*PROBLEM 1*.
In the Canadian M&A report, write out the passage that begins with "First quarter Canadian" and ends with "the financial crisis.", switching "lacklustre" to "sluggish".
*PROBLEM 2*.
Proceed with the Canadian M&A report from the point where it stops.

*EXCERPT TO READ*.
^^^^^^^^^^^^^^^^
Canadian M&A Activity Softens in First Quarter

Mergers and acquisitions in Canada were down in the first quarter of 2013, reported Crosbie & Company. Led by activity in the real estate sector, the Financial Post Crosbie: Mergers & Acquisitions in Canada database found 195 transactions worth $25.9 billion in this period, which is the lowest in four years. Crosbie cited “macro-economic uncertainty, the impact of low rates, as well as certain sector-specific issues” as the potential causes of “lacklustre” M&A activity.


May 14, 2013; Toronto


M&A Activity Resumes Declining Trend – Approaching 2009 Levels

First quarter Canadian M&A activity was lacklustre and resumed the downward trend that began 5 quarters ago. According to the Financial Post Crosbie: Mergers & Acquisitions in Canada database, there were 196 transactions in Q1 worth $25.9 billion. Although the quarterly decline appeared pronounced with a decline in activity of 35% and 51% in value from the strong fourth quarter (301 transactions worth $52.8 billion), Q4 now looks like a relative outlier as M&A resumed its downward multi-quarter trend. Activity in Q1 was at the lowest level since Q1/2009 and has also declined below the general range of quarterly activity observed since the financial crisis.

“The softness is in many ways counterintuitive,” said Colin Walker, Managing Director at Crosbie & Company. “Many of conditions should be quite favourable for M&A transactions but obviously, something is holding the market back. Some of the culprits likely include the macro-economic uncertainty, the impact of low rates, as well as certain sector specific issues.”
^^^^^^^^^^^^^^^^
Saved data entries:
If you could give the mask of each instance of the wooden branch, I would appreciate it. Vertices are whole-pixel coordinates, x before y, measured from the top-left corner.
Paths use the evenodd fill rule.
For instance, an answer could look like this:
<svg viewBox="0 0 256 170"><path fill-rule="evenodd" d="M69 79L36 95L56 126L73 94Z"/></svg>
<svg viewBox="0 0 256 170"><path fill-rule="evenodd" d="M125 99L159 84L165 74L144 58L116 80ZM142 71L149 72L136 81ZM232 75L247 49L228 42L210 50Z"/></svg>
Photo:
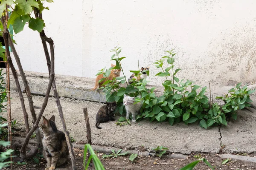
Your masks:
<svg viewBox="0 0 256 170"><path fill-rule="evenodd" d="M92 145L92 137L90 133L90 122L89 122L89 116L88 116L88 112L87 108L84 108L84 119L85 119L85 125L86 125L86 138L87 138L87 143Z"/></svg>
<svg viewBox="0 0 256 170"><path fill-rule="evenodd" d="M53 49L52 48L52 50ZM36 120L35 123L34 124L32 128L31 129L29 133L27 135L26 137L26 139L24 142L23 143L22 147L21 147L21 149L20 149L20 157L23 159L26 159L28 158L27 157L27 155L26 154L26 147L29 143L29 138L30 136L33 133L33 132L38 128L38 124L39 123L39 121L41 119L42 116L43 115L43 113L44 113L44 111L45 109L45 108L47 105L47 104L48 103L48 99L49 98L49 95L50 94L50 91L51 91L51 88L52 85L52 82L54 79L54 54L52 55L51 57L51 72L50 74L50 78L49 80L49 82L48 83L48 87L47 88L47 91L46 92L45 97L44 98L44 103L43 103L43 105L42 106L42 108L40 110L40 112L39 112L38 116L38 119ZM35 153L36 154L36 152Z"/></svg>
<svg viewBox="0 0 256 170"><path fill-rule="evenodd" d="M23 111L23 115L24 116L24 119L25 122L25 125L26 126L26 131L27 134L29 131L29 120L28 118L28 113L26 110L26 107L25 106L25 103L24 102L24 99L23 98L23 95L22 94L22 92L21 91L21 89L19 82L19 79L18 78L18 75L15 69L12 61L12 58L10 55L10 51L9 51L9 42L8 41L8 35L9 34L9 31L7 29L7 23L5 23L5 21L3 20L3 16L1 17L1 21L2 24L4 26L4 31L3 34L3 36L4 43L6 46L6 56L7 57L7 60L8 62L9 65L12 70L12 75L13 75L13 78L15 80L15 82L17 88L17 91L19 93L19 96L20 96L20 103L21 104L21 108L22 108L22 111Z"/></svg>
<svg viewBox="0 0 256 170"><path fill-rule="evenodd" d="M51 66L51 65L52 64L52 60L50 60L49 54L48 51L48 48L46 45L46 41L47 41L48 43L49 43L50 45L51 56L52 56L52 55L54 55L53 41L52 41L51 38L49 38L47 37L46 35L45 35L45 34L44 33L44 30L43 30L40 33L40 37L41 37L41 39L42 40L42 43L43 44L43 46L44 47L44 51L45 57L46 58L46 60L47 61L47 66L48 67L48 71L51 71L51 69L50 69L50 67ZM51 62L51 61L52 61L52 62ZM55 82L55 80L53 80L53 81L52 82L52 90L53 91L53 94L54 94L54 97L55 98L55 100L56 101L56 103L58 106L60 117L61 118L61 122L62 122L63 131L64 131L65 136L66 136L66 139L67 140L67 142L70 151L70 159L71 159L71 162L72 163L72 169L73 170L76 170L77 169L77 168L76 164L76 161L75 160L75 155L73 151L72 145L69 136L69 133L67 129L67 126L66 125L65 119L63 116L62 108L61 105L61 102L60 101L58 94L58 92L57 91L56 87L56 86Z"/></svg>
<svg viewBox="0 0 256 170"><path fill-rule="evenodd" d="M6 24L7 24L8 22L8 19L9 18L7 6L6 8L5 11L5 22L4 28L6 29L7 29ZM2 20L1 20L2 21ZM3 26L4 26L3 25ZM8 46L7 46L8 47ZM6 54L5 57L6 58L7 58L7 54L10 55L10 51L9 51L9 48L6 48ZM6 91L7 91L7 120L8 122L8 141L10 142L10 146L9 148L12 149L12 114L11 112L11 92L10 92L10 67L9 66L9 64L8 62L6 62ZM12 154L10 155L10 160L11 162L12 162ZM11 163L10 168L12 169L12 163Z"/></svg>
<svg viewBox="0 0 256 170"><path fill-rule="evenodd" d="M26 93L26 94L28 100L29 101L29 108L30 109L30 113L32 116L32 123L34 124L35 122L35 121L36 121L36 114L35 114L35 111L34 102L33 102L33 99L32 99L32 96L31 95L31 93L30 92L30 89L28 84L26 75L25 75L25 73L24 73L24 71L23 70L23 68L22 68L22 65L21 65L21 63L20 62L20 57L19 57L18 54L17 53L16 48L15 48L14 45L13 44L13 42L12 42L12 40L9 34L8 34L8 40L9 45L11 47L11 48L12 50L12 53L16 60L20 73L20 74L21 78L22 78L22 81L23 82L23 84L24 85L24 87L25 87ZM36 131L36 139L38 142L38 147L39 148L42 148L43 144L42 143L41 135L39 130L37 130ZM40 150L41 151L42 151L42 149L41 149Z"/></svg>
<svg viewBox="0 0 256 170"><path fill-rule="evenodd" d="M37 1L38 0L36 0ZM36 8L34 8L34 13L35 13L35 16L36 18L39 17L40 19L42 19L43 17L41 13L40 12L40 11L39 11ZM48 71L49 74L50 72L52 72L52 65L54 65L54 45L53 43L53 41L52 40L51 38L48 38L46 36L44 30L43 30L41 31L41 32L40 33L40 37L41 37L41 40L42 40L42 43L44 47L44 50L45 54L45 57L46 58L46 60L47 61L47 65L48 68ZM46 44L46 41L50 45L50 50L51 52L51 60L50 60L50 57L49 56L48 50L47 47L47 45ZM62 123L63 130L64 131L64 133L65 133L65 136L66 136L66 139L67 144L67 146L68 147L68 149L70 152L70 156L71 162L72 163L72 169L73 170L77 170L77 168L76 164L76 162L75 160L75 156L72 148L72 145L70 142L70 139L69 136L69 133L67 129L67 126L66 125L65 119L63 116L62 108L61 105L61 102L60 101L58 94L58 91L57 91L57 89L56 88L56 84L55 83L55 80L54 79L53 80L52 85L52 90L53 91L53 94L54 94L54 97L55 98L55 100L56 101L56 103L58 106L60 117L61 118L61 122Z"/></svg>

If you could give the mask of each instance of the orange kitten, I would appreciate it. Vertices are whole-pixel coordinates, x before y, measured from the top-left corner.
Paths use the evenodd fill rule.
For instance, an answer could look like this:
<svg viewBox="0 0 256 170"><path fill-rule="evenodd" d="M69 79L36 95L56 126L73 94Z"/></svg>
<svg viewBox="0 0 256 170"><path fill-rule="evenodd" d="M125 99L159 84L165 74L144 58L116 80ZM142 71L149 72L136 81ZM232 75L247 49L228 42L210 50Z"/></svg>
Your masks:
<svg viewBox="0 0 256 170"><path fill-rule="evenodd" d="M114 65L113 64L111 64L111 66L112 67L114 67L116 66L116 65ZM111 70L111 72L110 73L110 74L109 75L109 76L108 76L108 79L109 80L112 80L114 77L117 77L119 76L121 68L119 69ZM96 81L95 81L95 86L94 86L94 88L93 88L91 89L92 90L96 90L96 89L98 88L98 86L99 88L102 87L101 85L103 84L104 83L104 82L105 82L107 80L107 79L105 79L101 82L99 83L98 82L102 78L105 78L103 77L103 74L98 75L98 76L97 76L97 77L96 78Z"/></svg>

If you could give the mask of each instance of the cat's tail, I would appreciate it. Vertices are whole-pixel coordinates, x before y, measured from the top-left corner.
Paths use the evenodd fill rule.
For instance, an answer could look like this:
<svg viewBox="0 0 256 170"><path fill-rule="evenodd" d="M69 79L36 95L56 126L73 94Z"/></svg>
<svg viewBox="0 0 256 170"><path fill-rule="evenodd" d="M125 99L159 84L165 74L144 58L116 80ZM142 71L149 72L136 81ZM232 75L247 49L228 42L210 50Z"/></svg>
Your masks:
<svg viewBox="0 0 256 170"><path fill-rule="evenodd" d="M95 81L95 85L94 86L94 88L92 88L91 90L95 90L98 88L98 86L99 85L99 82L97 81L97 79L96 79L96 80Z"/></svg>
<svg viewBox="0 0 256 170"><path fill-rule="evenodd" d="M96 126L96 128L99 129L101 129L102 128L99 126L99 123L96 122L95 124L95 126Z"/></svg>

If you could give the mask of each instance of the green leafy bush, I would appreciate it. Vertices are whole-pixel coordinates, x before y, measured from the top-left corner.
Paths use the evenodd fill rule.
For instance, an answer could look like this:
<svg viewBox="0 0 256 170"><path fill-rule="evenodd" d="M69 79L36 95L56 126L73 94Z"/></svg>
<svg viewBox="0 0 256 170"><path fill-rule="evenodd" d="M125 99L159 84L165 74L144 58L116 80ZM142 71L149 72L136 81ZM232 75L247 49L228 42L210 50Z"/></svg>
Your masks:
<svg viewBox="0 0 256 170"><path fill-rule="evenodd" d="M87 150L89 150L88 152L90 152L90 156L88 159L87 161L87 163L86 165L85 163L86 163L86 153L87 153ZM91 162L91 160L93 159L93 164L94 164L94 167L96 170L105 170L104 167L102 164L101 162L99 160L99 158L95 154L93 148L90 144L86 144L84 145L84 168L85 170L88 169L89 167L89 164Z"/></svg>
<svg viewBox="0 0 256 170"><path fill-rule="evenodd" d="M2 128L7 125L7 124L6 123L3 124L0 123L0 135L2 133ZM10 146L10 142L0 140L0 146L3 146L4 147ZM5 152L2 152L0 153L0 169L2 169L4 167L9 166L9 164L12 163L12 162L6 161L6 160L10 158L10 156L14 151L14 150L12 149L7 149Z"/></svg>
<svg viewBox="0 0 256 170"><path fill-rule="evenodd" d="M115 61L116 66L105 71L105 69L100 71L97 75L104 74L106 77L104 79L107 79L112 69L121 68L122 71L120 62L125 57L119 57L121 51L120 47L116 47L110 51L115 53L111 60ZM173 50L166 52L167 53L166 56L154 63L157 68L160 69L155 76L164 77L166 79L162 84L164 88L162 96L156 96L154 92L155 88L148 88L146 85L149 81L145 79L128 85L126 76L125 76L105 82L104 85L105 86L101 88L105 93L108 102L117 102L116 113L119 113L122 115L125 112L122 99L123 95L126 94L137 97L134 99L135 103L141 102L142 104L141 114L137 115L137 121L146 119L150 122L155 120L160 122L168 121L171 125L180 121L186 124L198 121L200 126L207 129L213 125L227 125L227 117L236 119L236 110L250 105L250 102L252 101L250 94L254 91L248 89L246 86L240 87L241 83L229 91L230 96L227 94L224 97L216 97L225 102L224 105L221 106L216 103L209 103L208 97L204 94L207 87L195 85L189 80L180 80L177 75L181 69L175 68L176 54ZM167 67L164 68L163 65L166 64ZM141 74L140 67L138 70L130 72L135 73L137 76ZM145 71L149 74L149 71Z"/></svg>

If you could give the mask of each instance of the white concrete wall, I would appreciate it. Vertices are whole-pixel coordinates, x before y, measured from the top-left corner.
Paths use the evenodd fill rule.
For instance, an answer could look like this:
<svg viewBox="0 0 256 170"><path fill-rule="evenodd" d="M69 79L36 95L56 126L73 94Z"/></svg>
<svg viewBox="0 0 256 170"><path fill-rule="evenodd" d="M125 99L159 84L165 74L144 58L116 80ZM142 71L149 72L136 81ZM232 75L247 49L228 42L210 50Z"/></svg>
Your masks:
<svg viewBox="0 0 256 170"><path fill-rule="evenodd" d="M179 78L204 85L256 81L254 0L65 1L49 4L43 13L55 42L57 74L94 77L110 66L109 51L119 45L127 57L125 74L130 76L139 60L150 67L151 84L163 80L153 76L160 70L152 63L172 48L176 68L182 69ZM25 70L47 72L38 34L27 28L15 39Z"/></svg>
^^^^^^^^^^^^^^^^
*RESULT 1*.
First quarter Canadian M&A activity was sluggish and resumed the downward trend that began 5 quarters ago. According to the Financial Post Crosbie: Mergers & Acquisitions in Canada database, there were 196 transactions in Q1 worth $25.9 billion. Although the quarterly decline appeared pronounced with a decline in activity of 35% and 51% in value from the strong fourth quarter (301 transactions worth $52.8 billion), Q4 now looks like a relative outlier as M&A resumed its downward multi-quarter trend. Activity in Q1 was at the lowest level since Q1/2009 and has also declined below the general range of quarterly activity observed since the financial crisis.

*RESULT 2*.
Large transaction (over $1 billion) activity hit the lowest quarterly level since Q1 2010, with only three transactions announced and an aggregate value of $7.7 billion. The largest of these transactions was the acquisition of Primaris Retail Real Estate Investment Trust by H&R Real Estate Investment Trust for $4.6 billion. The other two transactions were the acquisition of Irish Life Group Limited by Great-West Lifeco Inc. for $1.8 billion and JSC Atomredmetzoloto’s acquisition of Uranium One Inc. for $1.3 billion.

Capital groups remained relatively active in the quarter with a total of 10 transactions over $100 million this quarter for an aggregate value of $8.1 billion. While down from 21 transactions last quarter, the showing this quarter is in line with the level of activity seen in most recent quarters. Canadian pension funds continued to be active, accounting for half of all the capital group announcements, three of which were real estate transactions; a continuation of the trend seen in recent quarter with pension funds actively acquiring local and international real estate assets. The largest capital group transaction in the quarter was the acquisition of Primaris Retail Real Estate Investment Trust by H&R Real Estate Investment Trust for $4.6 billion where Ontario Pension Board was one of the buyers.

Real Estate was the most active industry sector this quarter with a total of 69 deals (worth $11.5 billion), representing 35% of total M&A activity. Consumable Fuels was the second most active sector with 30 transactions for a value of $3 billion. The top two sectors accounted for over 50% of total M&A activity and 56% of aggregate value. In the past 11 quarters, Real Estate has been the most active sector 8 times with Consumable Fuels being the most active the remaining three times.

“The weakness in M&A activity this quarter was very broad, impacting most sectors outside of Real Estate and Financial Services,” said Colin Walker. “Of particular note is the weakness in both Mining and Consumable Fuels which reflects the individual issues facing each of those sectors.”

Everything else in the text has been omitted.